YOUR ASSIGNMENT — Every line below is to be quoted exactly, with nothing added or dropped.

Point-per-instance localization data —
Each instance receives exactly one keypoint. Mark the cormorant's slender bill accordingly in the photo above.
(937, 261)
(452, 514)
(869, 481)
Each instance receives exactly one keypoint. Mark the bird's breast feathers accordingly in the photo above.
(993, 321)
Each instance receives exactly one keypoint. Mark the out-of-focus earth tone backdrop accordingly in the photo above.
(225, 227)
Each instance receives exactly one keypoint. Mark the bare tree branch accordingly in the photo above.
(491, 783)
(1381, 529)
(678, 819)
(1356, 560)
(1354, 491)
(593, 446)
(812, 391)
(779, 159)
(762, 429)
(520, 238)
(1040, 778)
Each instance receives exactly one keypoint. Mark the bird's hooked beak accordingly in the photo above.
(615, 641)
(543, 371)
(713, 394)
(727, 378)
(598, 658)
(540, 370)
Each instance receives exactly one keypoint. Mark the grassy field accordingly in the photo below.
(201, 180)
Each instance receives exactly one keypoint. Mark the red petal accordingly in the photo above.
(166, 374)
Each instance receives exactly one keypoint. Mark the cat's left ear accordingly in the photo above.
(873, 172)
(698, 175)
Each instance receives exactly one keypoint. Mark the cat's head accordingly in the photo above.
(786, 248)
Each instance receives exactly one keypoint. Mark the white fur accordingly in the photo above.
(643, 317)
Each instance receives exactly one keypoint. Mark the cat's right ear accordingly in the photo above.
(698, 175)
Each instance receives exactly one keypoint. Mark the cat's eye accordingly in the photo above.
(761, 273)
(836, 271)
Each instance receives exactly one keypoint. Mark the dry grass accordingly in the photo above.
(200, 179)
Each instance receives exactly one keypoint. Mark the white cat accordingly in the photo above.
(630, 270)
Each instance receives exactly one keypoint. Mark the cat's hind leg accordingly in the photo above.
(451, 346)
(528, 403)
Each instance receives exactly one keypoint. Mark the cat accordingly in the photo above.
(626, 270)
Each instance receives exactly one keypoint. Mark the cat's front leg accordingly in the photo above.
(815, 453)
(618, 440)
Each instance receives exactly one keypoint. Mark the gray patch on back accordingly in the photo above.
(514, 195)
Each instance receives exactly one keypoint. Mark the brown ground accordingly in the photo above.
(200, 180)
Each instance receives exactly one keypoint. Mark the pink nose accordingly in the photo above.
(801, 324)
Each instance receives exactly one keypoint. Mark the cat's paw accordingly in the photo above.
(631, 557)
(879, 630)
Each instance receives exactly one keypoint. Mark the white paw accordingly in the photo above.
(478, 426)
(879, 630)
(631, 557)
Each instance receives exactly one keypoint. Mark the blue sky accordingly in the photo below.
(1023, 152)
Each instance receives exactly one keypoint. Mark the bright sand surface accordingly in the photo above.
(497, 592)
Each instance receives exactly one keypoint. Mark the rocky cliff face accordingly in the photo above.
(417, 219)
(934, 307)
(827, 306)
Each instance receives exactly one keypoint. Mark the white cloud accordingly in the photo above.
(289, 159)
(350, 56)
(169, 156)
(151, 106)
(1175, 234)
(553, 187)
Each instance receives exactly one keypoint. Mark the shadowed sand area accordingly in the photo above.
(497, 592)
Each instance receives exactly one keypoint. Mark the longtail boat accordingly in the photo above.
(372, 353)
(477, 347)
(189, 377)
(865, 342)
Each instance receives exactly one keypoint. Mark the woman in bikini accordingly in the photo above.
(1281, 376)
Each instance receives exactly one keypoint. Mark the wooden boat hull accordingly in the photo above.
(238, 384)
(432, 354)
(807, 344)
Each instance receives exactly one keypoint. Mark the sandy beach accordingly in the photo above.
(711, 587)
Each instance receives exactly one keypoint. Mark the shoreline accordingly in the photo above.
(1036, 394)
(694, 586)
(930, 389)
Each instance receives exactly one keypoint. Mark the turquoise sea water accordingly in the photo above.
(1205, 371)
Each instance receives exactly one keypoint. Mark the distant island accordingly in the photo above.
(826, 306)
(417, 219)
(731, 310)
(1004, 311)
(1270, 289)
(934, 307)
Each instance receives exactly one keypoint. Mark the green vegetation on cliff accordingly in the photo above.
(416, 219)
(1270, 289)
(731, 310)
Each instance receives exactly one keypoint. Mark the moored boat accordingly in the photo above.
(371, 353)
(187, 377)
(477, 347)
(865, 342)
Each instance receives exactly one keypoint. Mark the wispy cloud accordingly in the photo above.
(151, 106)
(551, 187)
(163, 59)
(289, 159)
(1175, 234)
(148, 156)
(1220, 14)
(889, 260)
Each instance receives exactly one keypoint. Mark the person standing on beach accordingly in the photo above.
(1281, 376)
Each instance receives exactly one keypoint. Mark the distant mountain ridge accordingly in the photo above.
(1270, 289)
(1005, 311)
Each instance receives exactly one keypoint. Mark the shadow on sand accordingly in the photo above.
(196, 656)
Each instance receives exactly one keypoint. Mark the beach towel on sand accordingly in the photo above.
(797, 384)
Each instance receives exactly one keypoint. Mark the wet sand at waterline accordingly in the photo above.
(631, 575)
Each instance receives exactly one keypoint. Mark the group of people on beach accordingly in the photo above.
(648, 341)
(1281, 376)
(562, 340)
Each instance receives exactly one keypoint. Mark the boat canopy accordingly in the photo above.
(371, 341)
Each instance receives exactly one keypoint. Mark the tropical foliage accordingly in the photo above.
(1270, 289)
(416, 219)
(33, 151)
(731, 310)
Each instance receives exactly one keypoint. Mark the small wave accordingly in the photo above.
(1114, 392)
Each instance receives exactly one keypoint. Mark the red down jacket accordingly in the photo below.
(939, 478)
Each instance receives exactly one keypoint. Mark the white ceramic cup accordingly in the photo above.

EXERCISE SOLUTION —
Each instance receives exactly one keypoint. Mark the cormorant's slender bill accordingly in the photo above.
(937, 261)
(452, 514)
(869, 481)
Each instance receives exactly one keypoint. Mark the bird's breast feathers accordingly in the photo above.
(993, 321)
Each instance receives exactly one keypoint. Mark the out-of-focus earth tone backdrop accordingly in the photo above.
(225, 227)
Each instance receives exactly one keypoint. Mark the bare tree branch accordingly in the photo above.
(491, 783)
(1381, 529)
(678, 819)
(1356, 560)
(1354, 491)
(593, 446)
(812, 391)
(779, 159)
(762, 429)
(520, 238)
(1040, 778)
Each instance receives exactly one keypoint. Mark the bird's hooked beak accordingly in the photo above.
(615, 641)
(543, 371)
(713, 394)
(727, 378)
(598, 658)
(540, 370)
Each instance receives exactly one keypoint. Mark the grassy field accordingly in the photo below.
(201, 180)
Each instance receives exactly one keypoint. Mark the red petal accordingly in the photo above.
(166, 374)
Each instance receives exactly one keypoint. Mark the cat's left ear accordingly in the photo above.
(873, 172)
(698, 175)
Each instance receives exactly one keypoint. Mark the cat's head accordingly in the photo above.
(786, 248)
Each instance receives exactly one keypoint. Mark the white fur accordingly in the photo above.
(643, 317)
Each instance receives exactly one keypoint. Mark the cat's right ear accordingly in the photo above.
(698, 175)
Each instance receives exactly one keypoint. Mark the cat's eye accordingly in the photo above.
(761, 273)
(836, 271)
Each instance receives exactly one keypoint. Mark the dry grass accordingly in the photo above.
(200, 179)
Each instance receives exactly one keypoint. Mark the white cat accordingly in the photo above.
(630, 270)
Each instance receives exactly one keypoint. Mark the cat's hind leg accordingly in the photo above.
(451, 346)
(528, 403)
Each instance receives exactly one keypoint. Mark the cat accordingly in the photo above.
(626, 270)
Each instance receives exactly one keypoint. Mark the cat's front leg accordingly in the photo above.
(815, 453)
(618, 440)
Each instance receives exactly one keypoint. Mark the gray patch on back accordingly in the photo above.
(514, 195)
Each instance receives exactly one keypoint. Mark the brown ground accordingly in the photo above.
(200, 180)
Each instance receives exactly one keypoint. Mark the pink nose accordingly in the photo above.
(801, 324)
Each instance receives exactly one keypoint. Mark the cat's paw accordingly in the photo above.
(631, 557)
(879, 630)
Each instance receives exactly one keypoint. Mark the white paw accordingly in the photo above.
(478, 426)
(879, 630)
(631, 557)
Each instance receives exactly one keypoint. Mark the blue sky accordingly in the photo below.
(1023, 152)
Each instance receives exactly one keypoint. Mark the bright sand surface accordingly in the photo above.
(497, 592)
Each instance receives exactly one keypoint. Mark the rocky cliff face accordingly in the photo above.
(417, 219)
(934, 307)
(827, 306)
Each instance receives exactly one keypoint. Mark the white cloud accordingly in the photo above.
(289, 159)
(350, 56)
(169, 156)
(151, 106)
(1175, 234)
(553, 187)
Each instance receives exactly one keypoint. Mark the shadowed sand area accordingly in the photo above.
(497, 592)
Each instance receives exactly one keypoint. Mark the longtail boat accordingly in the photo above.
(372, 353)
(477, 347)
(189, 377)
(865, 342)
Each instance receives exactly one keypoint. Mark the woman in bikini accordingly in the photo above.
(1281, 376)
Each instance receives exactly one keypoint. Mark the wooden boat hull accordingly in the photo above.
(238, 384)
(432, 354)
(807, 344)
Each instance receives exactly one keypoint. Mark the sandy beach accordingly in the photo above.
(711, 587)
Each instance receives exactly one keypoint. Mark the shoreline accordingly in the photo above.
(1036, 394)
(694, 586)
(930, 389)
Each instance receives exactly one keypoint. Mark the turquoise sea water accordingly in the photo above.
(1205, 371)
Each instance receives exactly one keypoint. Mark the distant island accordingly in the photo above.
(826, 306)
(417, 219)
(731, 310)
(1004, 311)
(1270, 289)
(934, 307)
Each instance receives exactly one keypoint. Mark the green vegetation on cliff accordingly in the photo above.
(416, 219)
(1270, 289)
(731, 310)
Each instance receives exactly one keypoint. Mark the moored boat accordingly in the photo above.
(371, 353)
(187, 377)
(477, 347)
(865, 342)
Each instance receives exactly one keypoint. Mark the wispy cloud accordingly in the photo above.
(151, 106)
(551, 187)
(163, 59)
(289, 159)
(1175, 234)
(148, 156)
(1220, 14)
(889, 260)
Each instance receives exactly one keypoint. Mark the person standing on beach accordingly in the photo above.
(1281, 376)
Each instance receives exactly one keypoint. Mark the distant mountain ridge accordingly in the photo above.
(1270, 289)
(1005, 311)
Each instance receives exactly one keypoint. Mark the shadow on sand accordingly in the photo above.
(196, 656)
Each instance receives exactly one keypoint. Mark the beach towel on sand accordingly in the photo above.
(797, 384)
Each instance receives exactly one keypoint. Mark the wet sand at waterline accordingly in the photo above.
(631, 575)
Each instance receives exactly one keypoint. Mark the group of people on beach accordingly in the photo above.
(648, 341)
(1281, 376)
(562, 340)
Each instance receives exactly one keypoint. Mark the boat canopy accordingly in the photo above.
(371, 341)
Each instance receives exactly one keypoint. Mark the tropical foliage accordingly in the photo above.
(1270, 289)
(416, 219)
(33, 151)
(731, 310)
Each instance receives exactly one keypoint. Mark the small wave accordingly in the photo above.
(1114, 392)
Each instance receives exactly one keypoint. Mark the red down jacket accordingly in the photo below.
(939, 478)
Each instance receives exactly one keypoint. Mark the white ceramic cup accordingly in the photo above.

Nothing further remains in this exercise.